▶ _Task goal_
Rewrite the listing from the line containing "request: trace the outline of every instance of the purple" down to the line containing "M66 111L66 130L65", putting "stalk" wherever "stem" appears and leaving everything else unchanged.

▶ _Supplied records_
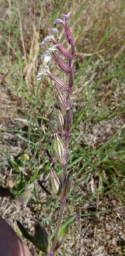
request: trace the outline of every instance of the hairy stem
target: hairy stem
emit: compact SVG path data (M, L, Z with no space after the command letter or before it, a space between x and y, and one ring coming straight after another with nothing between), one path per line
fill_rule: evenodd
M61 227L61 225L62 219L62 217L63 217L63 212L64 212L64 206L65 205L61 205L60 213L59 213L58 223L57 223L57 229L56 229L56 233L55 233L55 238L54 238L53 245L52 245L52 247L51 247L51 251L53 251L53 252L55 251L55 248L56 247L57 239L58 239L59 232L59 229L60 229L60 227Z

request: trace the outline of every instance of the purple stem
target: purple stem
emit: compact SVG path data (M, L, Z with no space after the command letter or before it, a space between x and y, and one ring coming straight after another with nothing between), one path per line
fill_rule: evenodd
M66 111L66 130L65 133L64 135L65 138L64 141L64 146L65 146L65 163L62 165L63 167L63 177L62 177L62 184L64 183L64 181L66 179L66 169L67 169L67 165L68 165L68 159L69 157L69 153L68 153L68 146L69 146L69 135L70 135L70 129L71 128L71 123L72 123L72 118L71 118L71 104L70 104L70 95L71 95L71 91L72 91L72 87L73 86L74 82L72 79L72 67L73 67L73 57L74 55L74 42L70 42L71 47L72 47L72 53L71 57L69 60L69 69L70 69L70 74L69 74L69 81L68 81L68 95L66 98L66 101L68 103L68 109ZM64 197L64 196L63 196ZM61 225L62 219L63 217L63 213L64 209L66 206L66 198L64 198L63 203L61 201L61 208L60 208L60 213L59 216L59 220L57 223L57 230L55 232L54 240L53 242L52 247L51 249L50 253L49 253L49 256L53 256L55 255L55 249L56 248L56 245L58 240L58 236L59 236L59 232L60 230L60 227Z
---
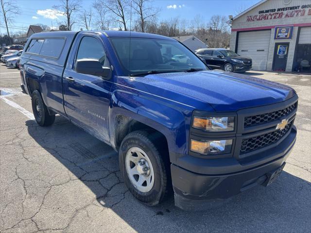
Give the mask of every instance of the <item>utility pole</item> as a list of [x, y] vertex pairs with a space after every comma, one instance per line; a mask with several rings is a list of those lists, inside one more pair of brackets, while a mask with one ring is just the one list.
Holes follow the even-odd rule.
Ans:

▶ _The solution_
request: trace the outline of every instance of the purple stalk
target: purple stalk
emit: compact SVG path data (M, L, Z with no space after the command letter or before it, a space between x and y, and one ring coming straight after another with nothing between), one path per line
fill_rule: evenodd
M66 111L66 130L65 133L64 135L65 138L64 141L64 146L65 146L65 163L62 165L63 167L63 177L62 177L62 184L64 183L64 181L66 179L66 169L67 169L67 165L68 165L68 159L69 157L69 153L68 153L68 146L69 146L69 135L70 135L70 129L71 128L71 123L72 123L72 118L71 118L71 104L70 104L70 95L71 95L71 91L72 91L72 87L73 86L74 82L72 79L72 67L73 67L73 57L74 55L74 42L70 42L71 47L72 47L72 53L71 57L69 60L69 69L70 69L70 74L69 74L69 81L68 81L68 95L66 98L66 101L68 103L68 109ZM64 197L64 196L63 196ZM61 225L62 219L63 217L63 213L64 209L66 206L66 198L64 198L63 203L61 201L61 208L60 208L60 213L59 216L59 220L57 223L57 230L55 232L54 240L53 242L52 247L51 249L50 253L49 253L49 256L53 256L55 255L55 249L56 248L56 245L58 240L58 236L59 236L59 232L60 230L60 227Z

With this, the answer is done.